Exercise details:
Reproduce the following lines verbatim: everything from the start of the entries down to the line containing "[508,125,542,155]", with that line included.

Extracted entries:
>> START
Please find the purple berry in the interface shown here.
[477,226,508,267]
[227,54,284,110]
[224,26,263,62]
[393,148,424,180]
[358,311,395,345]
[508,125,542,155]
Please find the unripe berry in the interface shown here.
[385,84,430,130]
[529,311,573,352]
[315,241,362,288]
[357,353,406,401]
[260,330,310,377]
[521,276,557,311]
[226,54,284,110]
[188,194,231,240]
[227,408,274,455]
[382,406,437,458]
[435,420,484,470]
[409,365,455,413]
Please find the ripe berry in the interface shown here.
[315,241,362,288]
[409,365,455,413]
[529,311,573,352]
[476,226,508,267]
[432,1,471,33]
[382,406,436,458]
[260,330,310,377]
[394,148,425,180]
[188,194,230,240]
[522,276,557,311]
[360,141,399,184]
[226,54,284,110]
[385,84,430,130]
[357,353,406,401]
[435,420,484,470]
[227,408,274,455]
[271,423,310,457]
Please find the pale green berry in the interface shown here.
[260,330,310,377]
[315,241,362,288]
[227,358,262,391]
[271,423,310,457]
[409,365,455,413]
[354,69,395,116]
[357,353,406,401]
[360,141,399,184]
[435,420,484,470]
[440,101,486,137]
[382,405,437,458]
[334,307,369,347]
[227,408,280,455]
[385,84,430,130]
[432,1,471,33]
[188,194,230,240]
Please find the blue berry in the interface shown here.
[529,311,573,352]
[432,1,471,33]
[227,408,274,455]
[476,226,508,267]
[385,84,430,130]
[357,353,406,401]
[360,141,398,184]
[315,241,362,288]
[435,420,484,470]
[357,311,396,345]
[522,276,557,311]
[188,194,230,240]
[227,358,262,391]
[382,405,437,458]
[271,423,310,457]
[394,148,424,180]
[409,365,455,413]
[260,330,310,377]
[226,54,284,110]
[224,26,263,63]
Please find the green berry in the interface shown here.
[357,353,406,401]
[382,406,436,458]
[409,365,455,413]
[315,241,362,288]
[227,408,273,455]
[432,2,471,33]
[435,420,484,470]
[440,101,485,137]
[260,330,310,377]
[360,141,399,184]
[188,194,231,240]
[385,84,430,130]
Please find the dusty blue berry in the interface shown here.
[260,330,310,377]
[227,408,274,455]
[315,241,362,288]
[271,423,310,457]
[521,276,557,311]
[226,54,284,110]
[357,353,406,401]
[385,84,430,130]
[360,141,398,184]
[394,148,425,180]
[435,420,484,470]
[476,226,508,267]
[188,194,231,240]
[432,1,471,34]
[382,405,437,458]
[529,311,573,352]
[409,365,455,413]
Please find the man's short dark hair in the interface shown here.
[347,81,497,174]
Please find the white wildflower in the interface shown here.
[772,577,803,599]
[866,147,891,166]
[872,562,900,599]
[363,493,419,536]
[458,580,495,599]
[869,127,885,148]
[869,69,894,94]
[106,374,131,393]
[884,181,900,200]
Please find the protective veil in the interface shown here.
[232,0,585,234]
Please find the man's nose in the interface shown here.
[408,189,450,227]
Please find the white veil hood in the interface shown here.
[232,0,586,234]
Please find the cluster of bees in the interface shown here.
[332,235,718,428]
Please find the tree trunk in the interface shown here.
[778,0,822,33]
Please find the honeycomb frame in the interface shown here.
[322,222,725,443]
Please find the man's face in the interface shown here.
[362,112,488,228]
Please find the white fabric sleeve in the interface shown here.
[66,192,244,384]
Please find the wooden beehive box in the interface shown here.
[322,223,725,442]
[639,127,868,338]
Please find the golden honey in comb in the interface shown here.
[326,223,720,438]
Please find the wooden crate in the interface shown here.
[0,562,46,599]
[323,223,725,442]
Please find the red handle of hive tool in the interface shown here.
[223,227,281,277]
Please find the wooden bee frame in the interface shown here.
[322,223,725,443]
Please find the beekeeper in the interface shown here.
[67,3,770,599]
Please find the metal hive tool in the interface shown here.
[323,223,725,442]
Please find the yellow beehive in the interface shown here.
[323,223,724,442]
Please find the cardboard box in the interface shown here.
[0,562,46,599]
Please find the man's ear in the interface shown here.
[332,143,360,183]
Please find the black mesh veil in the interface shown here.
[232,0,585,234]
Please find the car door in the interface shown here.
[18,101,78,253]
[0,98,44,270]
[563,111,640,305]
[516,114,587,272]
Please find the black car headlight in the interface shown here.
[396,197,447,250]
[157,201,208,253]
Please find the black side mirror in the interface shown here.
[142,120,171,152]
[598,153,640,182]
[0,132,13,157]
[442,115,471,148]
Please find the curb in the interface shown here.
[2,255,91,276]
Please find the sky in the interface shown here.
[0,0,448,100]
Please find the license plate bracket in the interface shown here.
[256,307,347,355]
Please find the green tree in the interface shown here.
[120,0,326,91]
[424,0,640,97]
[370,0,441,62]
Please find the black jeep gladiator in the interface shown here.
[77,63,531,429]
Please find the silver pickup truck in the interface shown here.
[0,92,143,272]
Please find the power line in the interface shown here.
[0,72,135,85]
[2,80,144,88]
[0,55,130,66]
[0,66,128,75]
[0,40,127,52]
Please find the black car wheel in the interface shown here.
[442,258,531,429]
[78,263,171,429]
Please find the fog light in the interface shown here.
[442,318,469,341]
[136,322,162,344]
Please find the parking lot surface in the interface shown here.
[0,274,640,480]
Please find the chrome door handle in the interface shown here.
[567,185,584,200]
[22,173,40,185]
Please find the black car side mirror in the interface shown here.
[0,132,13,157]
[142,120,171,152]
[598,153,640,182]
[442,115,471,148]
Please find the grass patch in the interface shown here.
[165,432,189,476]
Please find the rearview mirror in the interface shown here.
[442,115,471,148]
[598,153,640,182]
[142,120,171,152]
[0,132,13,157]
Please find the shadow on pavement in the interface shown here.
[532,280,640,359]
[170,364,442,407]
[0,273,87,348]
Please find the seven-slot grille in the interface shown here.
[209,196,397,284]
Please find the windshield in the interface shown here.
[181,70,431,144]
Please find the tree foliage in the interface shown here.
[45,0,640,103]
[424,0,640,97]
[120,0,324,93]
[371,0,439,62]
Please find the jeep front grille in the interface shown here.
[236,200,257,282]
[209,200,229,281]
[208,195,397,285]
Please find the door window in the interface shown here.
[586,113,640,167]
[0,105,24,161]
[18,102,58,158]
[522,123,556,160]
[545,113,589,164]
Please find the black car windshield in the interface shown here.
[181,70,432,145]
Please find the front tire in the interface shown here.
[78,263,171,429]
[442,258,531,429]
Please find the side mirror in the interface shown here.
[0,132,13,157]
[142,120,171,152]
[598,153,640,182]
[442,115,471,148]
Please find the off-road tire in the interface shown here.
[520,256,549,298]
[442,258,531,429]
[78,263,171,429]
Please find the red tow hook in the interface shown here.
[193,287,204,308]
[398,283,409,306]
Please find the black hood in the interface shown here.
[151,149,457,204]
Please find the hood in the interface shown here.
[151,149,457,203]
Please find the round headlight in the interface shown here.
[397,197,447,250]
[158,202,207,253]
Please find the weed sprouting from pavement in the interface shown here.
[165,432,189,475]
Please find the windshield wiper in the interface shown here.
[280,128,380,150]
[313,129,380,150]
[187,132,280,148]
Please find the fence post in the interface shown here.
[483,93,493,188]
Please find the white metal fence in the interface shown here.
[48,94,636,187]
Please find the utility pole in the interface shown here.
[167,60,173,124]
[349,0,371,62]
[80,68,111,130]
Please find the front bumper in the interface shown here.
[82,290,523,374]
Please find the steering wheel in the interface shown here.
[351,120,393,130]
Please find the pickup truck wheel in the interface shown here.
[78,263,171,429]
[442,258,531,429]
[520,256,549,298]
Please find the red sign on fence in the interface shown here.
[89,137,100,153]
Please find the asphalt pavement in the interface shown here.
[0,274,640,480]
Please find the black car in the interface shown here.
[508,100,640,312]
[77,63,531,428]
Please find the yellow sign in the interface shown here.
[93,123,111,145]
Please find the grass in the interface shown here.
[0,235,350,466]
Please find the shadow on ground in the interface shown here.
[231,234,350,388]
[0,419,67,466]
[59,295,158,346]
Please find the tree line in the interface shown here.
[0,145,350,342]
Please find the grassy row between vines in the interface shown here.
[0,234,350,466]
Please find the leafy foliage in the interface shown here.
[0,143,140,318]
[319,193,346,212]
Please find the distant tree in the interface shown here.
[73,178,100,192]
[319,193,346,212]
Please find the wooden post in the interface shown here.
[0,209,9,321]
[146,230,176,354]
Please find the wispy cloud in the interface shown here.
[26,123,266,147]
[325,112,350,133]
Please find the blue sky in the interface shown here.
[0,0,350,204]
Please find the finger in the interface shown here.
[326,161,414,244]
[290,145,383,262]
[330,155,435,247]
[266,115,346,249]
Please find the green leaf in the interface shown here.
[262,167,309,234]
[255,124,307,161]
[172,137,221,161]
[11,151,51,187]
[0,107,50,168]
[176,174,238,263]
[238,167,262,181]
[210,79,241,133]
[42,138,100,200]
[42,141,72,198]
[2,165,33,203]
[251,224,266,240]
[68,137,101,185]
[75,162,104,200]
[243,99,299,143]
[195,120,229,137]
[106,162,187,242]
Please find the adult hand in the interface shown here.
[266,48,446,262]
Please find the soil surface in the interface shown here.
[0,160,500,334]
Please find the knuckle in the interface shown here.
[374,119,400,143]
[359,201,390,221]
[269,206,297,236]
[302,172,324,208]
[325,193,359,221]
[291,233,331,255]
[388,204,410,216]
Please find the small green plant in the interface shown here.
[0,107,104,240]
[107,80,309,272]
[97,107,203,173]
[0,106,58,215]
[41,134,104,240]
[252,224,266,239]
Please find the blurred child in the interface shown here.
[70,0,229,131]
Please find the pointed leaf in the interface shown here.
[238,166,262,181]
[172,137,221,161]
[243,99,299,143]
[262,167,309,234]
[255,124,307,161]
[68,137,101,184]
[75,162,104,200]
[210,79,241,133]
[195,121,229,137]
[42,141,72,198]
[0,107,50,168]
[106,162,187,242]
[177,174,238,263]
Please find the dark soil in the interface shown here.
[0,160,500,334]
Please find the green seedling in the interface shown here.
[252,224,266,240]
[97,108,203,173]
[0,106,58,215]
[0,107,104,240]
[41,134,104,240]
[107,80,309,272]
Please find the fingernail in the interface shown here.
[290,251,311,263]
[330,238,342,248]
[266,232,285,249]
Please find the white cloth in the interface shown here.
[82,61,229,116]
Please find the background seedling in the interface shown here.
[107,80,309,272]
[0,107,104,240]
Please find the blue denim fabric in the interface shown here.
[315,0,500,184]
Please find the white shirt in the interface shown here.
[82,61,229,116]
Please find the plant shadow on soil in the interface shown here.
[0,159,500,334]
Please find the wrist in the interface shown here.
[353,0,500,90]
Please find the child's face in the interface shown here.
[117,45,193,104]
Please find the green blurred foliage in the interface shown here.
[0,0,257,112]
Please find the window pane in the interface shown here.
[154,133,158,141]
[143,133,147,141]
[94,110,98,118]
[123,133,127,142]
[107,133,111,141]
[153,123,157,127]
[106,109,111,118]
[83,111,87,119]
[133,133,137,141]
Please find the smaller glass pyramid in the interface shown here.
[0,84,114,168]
>> END
Finished answer:
Please find the purple berry in the interface shown here.
[477,226,508,267]
[227,54,284,110]
[224,26,263,62]
[393,148,424,180]
[358,311,395,345]
[508,125,542,155]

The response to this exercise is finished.